/---

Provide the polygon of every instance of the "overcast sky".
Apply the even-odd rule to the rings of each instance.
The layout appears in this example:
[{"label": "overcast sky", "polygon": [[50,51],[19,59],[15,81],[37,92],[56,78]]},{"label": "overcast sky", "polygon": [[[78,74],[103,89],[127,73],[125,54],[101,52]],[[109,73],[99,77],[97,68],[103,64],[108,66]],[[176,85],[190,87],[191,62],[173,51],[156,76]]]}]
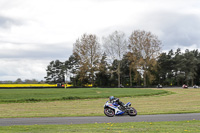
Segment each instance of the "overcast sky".
[{"label": "overcast sky", "polygon": [[162,51],[200,48],[199,0],[0,0],[0,81],[44,80],[84,33],[151,31]]}]

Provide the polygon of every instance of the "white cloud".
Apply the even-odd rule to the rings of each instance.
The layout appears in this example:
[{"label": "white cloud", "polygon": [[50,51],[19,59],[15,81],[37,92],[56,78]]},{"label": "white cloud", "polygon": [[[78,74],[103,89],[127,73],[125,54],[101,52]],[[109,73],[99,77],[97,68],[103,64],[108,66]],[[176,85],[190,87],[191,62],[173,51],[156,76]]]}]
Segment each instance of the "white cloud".
[{"label": "white cloud", "polygon": [[156,34],[163,50],[199,49],[199,14],[198,0],[1,0],[0,80],[43,79],[83,33],[140,29]]}]

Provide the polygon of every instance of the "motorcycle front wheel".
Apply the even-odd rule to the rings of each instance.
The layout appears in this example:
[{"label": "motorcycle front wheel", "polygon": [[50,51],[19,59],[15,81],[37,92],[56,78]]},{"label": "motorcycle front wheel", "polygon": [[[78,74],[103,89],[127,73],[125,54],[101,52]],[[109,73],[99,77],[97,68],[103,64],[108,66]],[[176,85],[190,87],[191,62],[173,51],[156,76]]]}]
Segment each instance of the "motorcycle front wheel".
[{"label": "motorcycle front wheel", "polygon": [[136,109],[134,109],[133,107],[130,107],[129,110],[128,110],[128,115],[136,116],[137,115]]},{"label": "motorcycle front wheel", "polygon": [[115,112],[111,108],[105,108],[104,109],[104,114],[108,117],[113,117],[115,115]]}]

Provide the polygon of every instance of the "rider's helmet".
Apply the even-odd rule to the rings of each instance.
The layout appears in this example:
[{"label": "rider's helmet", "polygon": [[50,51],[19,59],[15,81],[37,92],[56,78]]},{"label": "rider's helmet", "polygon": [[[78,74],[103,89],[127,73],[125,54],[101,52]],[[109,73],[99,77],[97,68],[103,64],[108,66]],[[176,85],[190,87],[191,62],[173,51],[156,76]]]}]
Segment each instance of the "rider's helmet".
[{"label": "rider's helmet", "polygon": [[111,101],[111,100],[113,100],[114,99],[114,96],[110,96],[109,97],[109,100]]}]

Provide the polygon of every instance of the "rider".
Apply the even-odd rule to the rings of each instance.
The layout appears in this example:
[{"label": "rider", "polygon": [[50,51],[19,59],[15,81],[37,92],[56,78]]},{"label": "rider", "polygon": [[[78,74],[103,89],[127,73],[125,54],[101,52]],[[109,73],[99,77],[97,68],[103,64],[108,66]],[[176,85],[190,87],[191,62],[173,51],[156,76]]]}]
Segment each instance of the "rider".
[{"label": "rider", "polygon": [[124,103],[121,102],[121,101],[119,101],[119,98],[115,98],[114,96],[110,96],[110,97],[109,97],[109,100],[110,100],[110,102],[111,102],[112,104],[114,104],[114,105],[120,105],[120,107],[121,107],[122,109],[125,109]]}]

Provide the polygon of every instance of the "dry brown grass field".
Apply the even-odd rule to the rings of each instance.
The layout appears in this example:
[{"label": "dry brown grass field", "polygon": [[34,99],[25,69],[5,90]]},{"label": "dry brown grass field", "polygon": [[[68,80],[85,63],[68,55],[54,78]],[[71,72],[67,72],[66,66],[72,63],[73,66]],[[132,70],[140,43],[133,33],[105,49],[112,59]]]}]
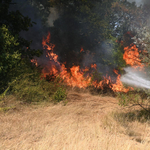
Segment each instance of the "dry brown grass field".
[{"label": "dry brown grass field", "polygon": [[14,99],[0,111],[0,150],[150,150],[149,122],[128,120],[134,110],[116,98],[70,91],[65,104]]}]

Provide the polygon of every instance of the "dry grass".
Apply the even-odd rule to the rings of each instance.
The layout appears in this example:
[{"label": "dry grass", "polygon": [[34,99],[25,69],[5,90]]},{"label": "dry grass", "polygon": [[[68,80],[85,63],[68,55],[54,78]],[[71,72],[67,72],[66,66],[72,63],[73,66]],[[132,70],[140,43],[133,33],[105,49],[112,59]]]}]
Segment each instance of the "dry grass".
[{"label": "dry grass", "polygon": [[149,124],[123,126],[113,111],[122,111],[115,98],[75,92],[65,106],[17,106],[0,113],[0,150],[149,150]]}]

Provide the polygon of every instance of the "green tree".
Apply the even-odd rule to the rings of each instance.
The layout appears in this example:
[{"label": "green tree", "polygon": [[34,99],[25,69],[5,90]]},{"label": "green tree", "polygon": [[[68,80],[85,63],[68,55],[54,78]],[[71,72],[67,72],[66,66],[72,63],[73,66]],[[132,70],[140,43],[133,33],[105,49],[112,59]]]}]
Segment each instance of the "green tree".
[{"label": "green tree", "polygon": [[19,11],[9,11],[9,5],[13,5],[11,0],[0,1],[0,92],[15,77],[31,68],[33,56],[42,54],[41,50],[30,48],[31,41],[19,36],[20,31],[27,31],[32,26],[31,20]]}]

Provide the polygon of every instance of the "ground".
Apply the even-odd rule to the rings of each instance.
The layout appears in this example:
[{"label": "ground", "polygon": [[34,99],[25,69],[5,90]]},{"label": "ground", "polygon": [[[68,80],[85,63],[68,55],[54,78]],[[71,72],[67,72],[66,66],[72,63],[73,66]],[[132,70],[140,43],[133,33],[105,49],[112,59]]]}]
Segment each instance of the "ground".
[{"label": "ground", "polygon": [[113,97],[70,91],[59,104],[10,108],[0,112],[0,150],[150,150],[150,124],[124,119]]}]

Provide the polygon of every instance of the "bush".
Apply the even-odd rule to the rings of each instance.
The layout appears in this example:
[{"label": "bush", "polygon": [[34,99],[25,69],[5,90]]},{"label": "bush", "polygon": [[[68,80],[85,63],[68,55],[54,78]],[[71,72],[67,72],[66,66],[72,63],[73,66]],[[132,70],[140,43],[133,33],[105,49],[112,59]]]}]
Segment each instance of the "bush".
[{"label": "bush", "polygon": [[57,91],[57,86],[36,74],[26,74],[11,85],[11,93],[24,102],[48,100]]}]

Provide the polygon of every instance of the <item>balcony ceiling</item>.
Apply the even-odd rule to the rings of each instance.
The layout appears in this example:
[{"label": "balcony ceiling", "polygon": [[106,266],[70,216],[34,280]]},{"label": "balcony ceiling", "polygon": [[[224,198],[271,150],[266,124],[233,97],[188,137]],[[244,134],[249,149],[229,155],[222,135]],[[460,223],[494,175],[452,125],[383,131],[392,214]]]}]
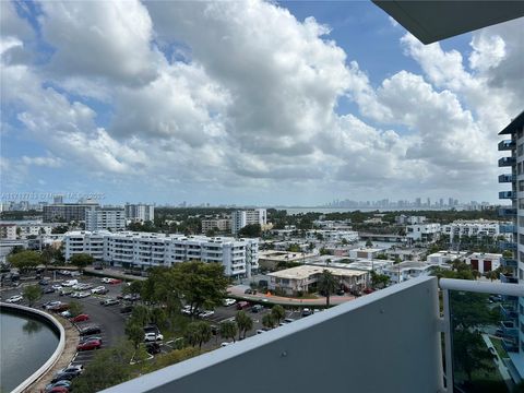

\---

= Work to be completed =
Which lines of the listing contain the word "Provide"? Copy each of them.

= Exercise solution =
Provide the polygon of every instance of the "overcast sky".
Provide the polygon of every instance of the "white cloud".
Provide the polygon of every instance of the "motorcycle front wheel".
Provide the polygon of every instance of the "rider's helmet".
Provide the polygon of every instance of the "rider".
Provide the polygon of every instance of the "dry brown grass field".
Provide the polygon of every instance of the "dry grass".
Provide the polygon of every instance of the "green tree".
Provide the polygon of every instance of the "ground".
Provide the polygon of every instance of the "bush".
Provide the polygon of every instance of the <item>balcony ceiling</item>.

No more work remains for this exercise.